# WHAT IS NEEDED:
Exactly and only the lines from the one containing "Can you find the asphalt" through the close of the entries below are to be set down.

# THE RECORDS:
_ _ _
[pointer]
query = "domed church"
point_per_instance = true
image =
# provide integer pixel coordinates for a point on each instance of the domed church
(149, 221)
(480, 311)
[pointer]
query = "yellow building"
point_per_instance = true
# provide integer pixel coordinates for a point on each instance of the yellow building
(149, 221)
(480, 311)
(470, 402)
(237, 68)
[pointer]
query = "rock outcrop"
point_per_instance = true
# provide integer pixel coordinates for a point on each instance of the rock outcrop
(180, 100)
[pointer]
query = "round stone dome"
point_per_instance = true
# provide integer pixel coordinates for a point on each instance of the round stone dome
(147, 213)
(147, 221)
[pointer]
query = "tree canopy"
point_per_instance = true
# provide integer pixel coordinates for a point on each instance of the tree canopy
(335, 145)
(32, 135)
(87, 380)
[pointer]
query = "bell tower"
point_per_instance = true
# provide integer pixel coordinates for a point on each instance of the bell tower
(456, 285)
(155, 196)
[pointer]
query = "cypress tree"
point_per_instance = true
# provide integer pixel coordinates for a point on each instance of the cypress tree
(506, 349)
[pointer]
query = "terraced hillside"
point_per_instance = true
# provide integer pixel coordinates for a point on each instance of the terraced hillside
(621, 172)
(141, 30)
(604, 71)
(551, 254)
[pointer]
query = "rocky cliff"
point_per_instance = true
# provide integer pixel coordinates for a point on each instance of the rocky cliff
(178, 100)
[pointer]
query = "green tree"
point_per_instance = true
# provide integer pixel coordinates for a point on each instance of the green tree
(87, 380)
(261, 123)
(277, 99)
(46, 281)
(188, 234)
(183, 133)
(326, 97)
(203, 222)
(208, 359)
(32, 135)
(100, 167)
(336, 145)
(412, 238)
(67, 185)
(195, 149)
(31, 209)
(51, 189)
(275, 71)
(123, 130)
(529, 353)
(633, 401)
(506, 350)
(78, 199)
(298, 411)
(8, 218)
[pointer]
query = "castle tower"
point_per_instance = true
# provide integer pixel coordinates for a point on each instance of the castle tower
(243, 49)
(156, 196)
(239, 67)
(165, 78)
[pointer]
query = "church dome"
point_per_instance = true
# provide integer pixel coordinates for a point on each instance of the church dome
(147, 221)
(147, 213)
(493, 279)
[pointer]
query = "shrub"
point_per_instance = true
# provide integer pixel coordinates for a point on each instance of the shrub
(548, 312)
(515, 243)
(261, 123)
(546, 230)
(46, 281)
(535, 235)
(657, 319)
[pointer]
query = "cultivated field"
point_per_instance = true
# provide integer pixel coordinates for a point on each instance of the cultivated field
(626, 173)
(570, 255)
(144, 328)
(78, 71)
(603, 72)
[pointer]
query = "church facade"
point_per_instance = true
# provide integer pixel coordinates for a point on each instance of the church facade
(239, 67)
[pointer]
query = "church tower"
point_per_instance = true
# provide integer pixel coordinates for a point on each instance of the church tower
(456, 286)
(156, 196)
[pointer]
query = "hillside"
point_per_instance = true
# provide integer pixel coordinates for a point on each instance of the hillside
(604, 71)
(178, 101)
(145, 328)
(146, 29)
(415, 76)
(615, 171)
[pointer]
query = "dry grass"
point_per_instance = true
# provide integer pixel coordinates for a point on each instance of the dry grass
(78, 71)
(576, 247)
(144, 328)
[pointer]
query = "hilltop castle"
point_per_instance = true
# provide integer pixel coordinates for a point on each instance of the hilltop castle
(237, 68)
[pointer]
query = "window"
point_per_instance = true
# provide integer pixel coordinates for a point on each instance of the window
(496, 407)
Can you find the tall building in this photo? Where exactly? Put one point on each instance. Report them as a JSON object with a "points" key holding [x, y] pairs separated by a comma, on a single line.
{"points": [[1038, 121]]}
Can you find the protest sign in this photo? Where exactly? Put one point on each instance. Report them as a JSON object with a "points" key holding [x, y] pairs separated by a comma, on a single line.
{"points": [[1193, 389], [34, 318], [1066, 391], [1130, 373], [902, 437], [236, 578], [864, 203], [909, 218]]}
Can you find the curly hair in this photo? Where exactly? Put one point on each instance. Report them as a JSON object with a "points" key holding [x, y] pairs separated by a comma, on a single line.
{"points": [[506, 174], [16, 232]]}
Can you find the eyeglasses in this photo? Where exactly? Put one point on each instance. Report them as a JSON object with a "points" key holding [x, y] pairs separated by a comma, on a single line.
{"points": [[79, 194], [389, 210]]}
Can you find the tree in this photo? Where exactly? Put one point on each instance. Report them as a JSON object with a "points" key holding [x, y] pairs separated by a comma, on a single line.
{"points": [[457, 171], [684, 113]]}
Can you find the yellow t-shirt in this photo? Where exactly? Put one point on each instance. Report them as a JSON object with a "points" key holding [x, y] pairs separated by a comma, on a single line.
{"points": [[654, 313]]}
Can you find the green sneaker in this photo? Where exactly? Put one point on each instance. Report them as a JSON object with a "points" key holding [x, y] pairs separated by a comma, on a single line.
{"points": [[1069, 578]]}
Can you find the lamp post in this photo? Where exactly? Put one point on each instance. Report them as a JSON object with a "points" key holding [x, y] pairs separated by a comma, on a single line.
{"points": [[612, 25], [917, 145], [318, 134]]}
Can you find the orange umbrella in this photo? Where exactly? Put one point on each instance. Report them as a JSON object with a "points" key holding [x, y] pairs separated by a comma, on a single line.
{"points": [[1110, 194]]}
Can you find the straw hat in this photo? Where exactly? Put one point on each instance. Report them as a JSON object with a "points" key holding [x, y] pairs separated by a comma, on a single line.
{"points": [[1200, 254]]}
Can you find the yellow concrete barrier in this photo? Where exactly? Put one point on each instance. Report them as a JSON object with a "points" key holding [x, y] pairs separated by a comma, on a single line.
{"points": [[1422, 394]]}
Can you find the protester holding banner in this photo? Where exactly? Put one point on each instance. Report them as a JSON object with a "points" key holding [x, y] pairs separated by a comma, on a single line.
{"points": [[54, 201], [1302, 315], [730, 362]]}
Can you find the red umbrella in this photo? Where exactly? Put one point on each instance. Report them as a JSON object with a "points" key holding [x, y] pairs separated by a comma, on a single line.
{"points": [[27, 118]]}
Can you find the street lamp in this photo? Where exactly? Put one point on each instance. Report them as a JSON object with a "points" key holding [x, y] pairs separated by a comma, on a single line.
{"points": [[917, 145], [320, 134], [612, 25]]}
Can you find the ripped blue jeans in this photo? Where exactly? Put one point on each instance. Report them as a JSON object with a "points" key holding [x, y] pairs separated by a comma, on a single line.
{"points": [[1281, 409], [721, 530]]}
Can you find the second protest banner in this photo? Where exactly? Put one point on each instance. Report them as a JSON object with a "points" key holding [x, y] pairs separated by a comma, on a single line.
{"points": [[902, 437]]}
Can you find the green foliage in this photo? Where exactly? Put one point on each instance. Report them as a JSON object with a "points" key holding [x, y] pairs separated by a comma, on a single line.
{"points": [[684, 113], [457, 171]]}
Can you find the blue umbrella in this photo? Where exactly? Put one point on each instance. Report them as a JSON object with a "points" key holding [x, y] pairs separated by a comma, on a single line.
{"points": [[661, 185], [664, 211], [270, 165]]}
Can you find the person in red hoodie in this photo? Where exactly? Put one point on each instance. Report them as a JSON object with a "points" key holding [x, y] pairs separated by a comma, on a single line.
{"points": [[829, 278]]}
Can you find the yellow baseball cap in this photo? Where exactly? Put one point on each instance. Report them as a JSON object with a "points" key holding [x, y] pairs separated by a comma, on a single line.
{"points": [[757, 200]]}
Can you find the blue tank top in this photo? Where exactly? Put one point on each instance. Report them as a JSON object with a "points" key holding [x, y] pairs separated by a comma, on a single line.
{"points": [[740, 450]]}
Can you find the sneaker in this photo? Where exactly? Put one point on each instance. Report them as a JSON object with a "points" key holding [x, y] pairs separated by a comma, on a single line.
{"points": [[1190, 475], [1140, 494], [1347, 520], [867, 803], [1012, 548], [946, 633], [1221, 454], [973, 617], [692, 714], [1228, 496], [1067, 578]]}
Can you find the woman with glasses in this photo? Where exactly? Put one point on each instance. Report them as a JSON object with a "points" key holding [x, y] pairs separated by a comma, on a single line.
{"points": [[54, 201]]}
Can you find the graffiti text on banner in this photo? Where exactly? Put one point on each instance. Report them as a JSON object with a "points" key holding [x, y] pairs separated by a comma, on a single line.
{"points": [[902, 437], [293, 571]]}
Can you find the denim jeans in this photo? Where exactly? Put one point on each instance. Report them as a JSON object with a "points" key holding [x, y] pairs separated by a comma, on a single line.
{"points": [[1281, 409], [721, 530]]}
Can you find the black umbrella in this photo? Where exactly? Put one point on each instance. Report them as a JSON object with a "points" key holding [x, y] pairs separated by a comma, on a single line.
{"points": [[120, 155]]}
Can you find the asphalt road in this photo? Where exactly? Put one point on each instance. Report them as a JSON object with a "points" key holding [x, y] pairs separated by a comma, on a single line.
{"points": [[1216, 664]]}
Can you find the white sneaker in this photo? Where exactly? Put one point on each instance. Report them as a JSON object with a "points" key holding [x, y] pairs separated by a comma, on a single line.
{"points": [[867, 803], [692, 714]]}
_ _ _
# TASK RESPONSE:
Can you find the asphalt road in this photo? Where exactly? Put one point on each instance. Report them as a JSON object with a "points" key holding [x, y] pairs separated by a comma, on a single line.
{"points": [[1216, 664]]}
Can you find the white sneaker in this photo? Where exactly? Put one point on each instance. Report them as a JSON object with a "points" key holding [x, y] pairs separated by a comma, on a single line.
{"points": [[867, 803], [692, 714]]}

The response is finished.